Work instruction 1:
Copy word for word the part of the alert-triage taskflow passage starting at "You should include" and ending at "previously collected information.".
Work instruction 2:
Write what comes next in the alert-triage taskflow passage, picking up after its final sentence.

[Opening Exercise text section]

Taskflows generally consist of tasks that are divided into a few different stages. In the first stage, the tasks collect various bits of information relevant to the alert. This information is then passed to an auditing stage, where the LLM looks for common causes of false positives from our own experience of triaging alerts. After the auditing stage, a bug report is generated using the information gathered. In the actual taskflows, the information gathering and audit stage are sometimes combined into a single task, or they may be separate tasks, depending on how complex the task is.

To ensure that the generated report has sufficient information for a human auditor to make a decision, an extra step checks that the report has the correct formatting and contains the correct information. After that, a GitHub Issue is created, ready to be reviewed.

Creating a GitHub Issue not only makes it easy for us to review the results, but also provides a way to extend the analysis. After reviewing and checking the issues, we often find that there are causes for false positives that we missed during the auditing process. Also, if the agent determines that the alert is valid, but the human reviewer disagrees and finds that it’s a false positive for a reason that was unknown to the agent so far, the human reviewer can document this as an alert dismissal reason or issue comment. When the agent analyzes similar cases in the future, it will be aware of all the past analysis stored in those issues and alert dismissal reasons, incorporate this new intelligence in its knowledge base, and be more effective at detecting false positives.

Information collection

During this stage, we instruct the LLM (examples are provided in the Triage examples section below) to collect relevant information about the alert, which takes into account the threat model and human knowledge of the alert in general. For example, in the case of GitHub Actions alerts, it will look at what permissions are set in the GitHub workflow file, what are the events that trigger the GitHub workflow, whether the workflow is disabled, etc. These generally involve independent tasks that follow simple, well-defined instructions to ensure the information collected is consistent. For example, checking whether a GitHub workflow is disabled involves making a GitHub API call via an MCP server.

To ensure that the information collected is accurate and to reduce hallucination, we instruct the LLM to include precise references to the source code that includes both file and line number to back up the information it collected:

You should include the line number where the untrusted code is invoked, as well as the untrusted code or package manager that is invoked in the notes.

Each task then stores the information it collected in audit notes, which are kind of a running commentary of an alert. Once the task is completed, the notes are serialized to a database which the next task can then append their notes to when it is done.

In general, each of the information gathering tasks is independent of each other and does not need to read each other’s notes. This helps each task to focus on its own scope without being distracted by previously collected information.

The end result is a “bag of information” in the form of notes associated with an alert that is then passed to the auditing tasks.

[Closing Exercise text section]
[Opening Dataset content section]

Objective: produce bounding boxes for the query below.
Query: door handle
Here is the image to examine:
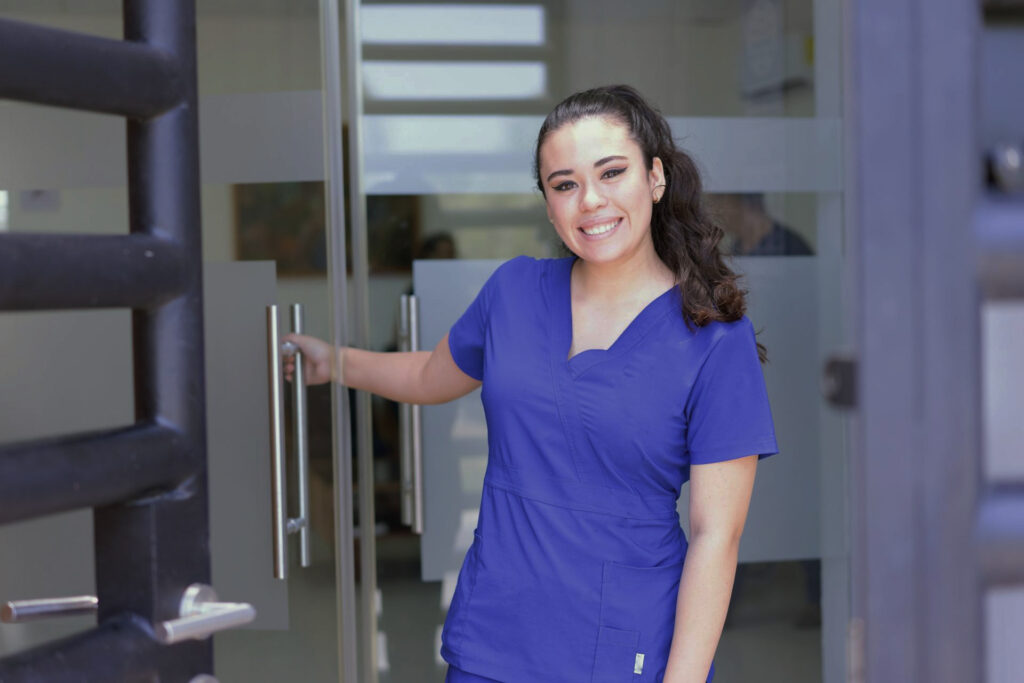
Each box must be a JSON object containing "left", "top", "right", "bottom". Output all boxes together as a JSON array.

[Closing Dataset content section]

Output 1:
You should include the line number where the untrusted code is invoked, as well as the untrusted code or package manager that is invoked in the notes.

Each task then stores the information it collected in audit notes, which are kind of a running commentary of an alert. Once the task is completed, the notes are serialized to a database which the next task can then append their notes to when it is done.

In general, each of the information gathering tasks is independent of each other and does not need to read each other’s notes. This helps each task to focus on its own scope without being distracted by previously collected information.

Output 2:
Audit issue

At this stage, the LLM goes through the information gathered and performs a list of specific checks to reject alert results that turned out to be false positives. For example, when triaging a GitHub Actions alert, we may have collected information about the events that trigger the vulnerable workflow. In the audit stage, we’ll check if these events can be triggered by an attacker or if they run in a privileged context. After this stage, a lot of the false positives that are obvious to a human auditor will be removed.

Decision-making and report generation

For alerts that have made it through the auditing stage, the next step is to create a bug report using the information gathered, as well as the reasoning for the decision at the audit stage. Again, in our prompt, we are being very precise about the format of the report and what information we need. In particular, we want it to be concise but also include information that makes it easy for us to verify the results, with precise code references and code blocks.

The report generated uses the information gathered from the notes in previous stages and only looks at the source code to fetch code snippets that are needed in the report. No further analysis is done at this stage. Again, the very strict and precise nature of the tasks reduces the amount of hallucination.

Report validation and issue creation

After the report is written, we instruct the LLM to check the report to ensure that all the relevant information is contained in the report, as well as the consistency of the information:

Check that the report contains all the necessary information:
- This criteria only applies if the workflow containing the alert is a reusable action AND has no high privileged trigger. 
You should check it with the relevant tools in the gh_actions toolbox.
If that's not the case, ignore this criteria.
In this case, check that the report contains a section that lists the vulnerable action users. 
If there isn't any vulnerable action users and there is no high privileged trigger, then mark the alert as invalid and using the alert_id and repo, then remove the memcache entry with the key {{ RESULT_key }}.

Missing or inconsistent information often indicates hallucinations or other causes of false positives (for example, not being able to track down an attacker controlled input). In either case, we dismiss the report.

If the report contains all the information and is consistent, then we open a GitHub Issue to track the alert.

Issue review and repo-specific knowledge

The GitHub Issue created in the previous step contains all the information needed to verify the issue, with code snippets and references to lines and files. This provides a kind of “checkpoint” and a summary of the information that we have, so that we can easily extend the analysis.

In fact, after creating the issue, we often find that there are repo-specific permission checks or sanitizers that render the issue a false positive. We are able to incorporate these problems by creating taskflows that review these issues with repo-specific knowledge added in the prompts. One approach that we’ve experimented with is to collect dismissal reasons for alerts in a repo and instruct the LLM to take into account these dismissal reasons and review the GitHub issue. This allows us to remove false positives due to reasons specific to a repo.

In this case, the LLM is able to identify the alert as false positive after taking into account a custom check-run permission check that was recorded in the alert dismissal reasons.

Triage examples and results

In this section we’ll give some examples of what these taskflows look like in practice. In particular, we’ll show taskflows for triaging some GitHub actions and JavaScript alerts.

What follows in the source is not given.